**WHAT NEEDS TO BE DONE**
Copy out the material with every "instance" swapped for "occurrence", keeping everything else the same.

##### SOURCE RECORDS #####

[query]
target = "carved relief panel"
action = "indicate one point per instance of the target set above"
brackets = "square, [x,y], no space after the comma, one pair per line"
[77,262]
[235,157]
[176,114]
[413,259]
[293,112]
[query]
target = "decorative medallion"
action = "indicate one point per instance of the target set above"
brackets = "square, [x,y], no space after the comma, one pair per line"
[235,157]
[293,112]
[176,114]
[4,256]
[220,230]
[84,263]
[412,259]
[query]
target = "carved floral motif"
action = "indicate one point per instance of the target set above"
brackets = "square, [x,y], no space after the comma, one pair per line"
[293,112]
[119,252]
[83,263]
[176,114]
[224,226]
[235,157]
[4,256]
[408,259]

#####

**ANSWER BELOW**
[query]
target = "carved relief panel"
action = "indicate one point per occurrence of the target set above"
brackets = "square, [x,y], no space after the comma, one pair per line"
[77,262]
[235,157]
[176,114]
[413,259]
[293,112]
[query]
target = "decorative medallion"
action = "indicate one point per occurrence of the target set above"
brackets = "square, [x,y], no space after the comma, one pair per line"
[235,157]
[293,112]
[176,114]
[4,256]
[220,230]
[84,263]
[412,259]
[query]
target = "carved floral motif"
action = "indicate one point per occurrence of the target set above"
brackets = "square, [x,y], no space after the comma, one pair per line"
[293,112]
[119,252]
[83,263]
[176,114]
[224,226]
[235,157]
[4,256]
[408,259]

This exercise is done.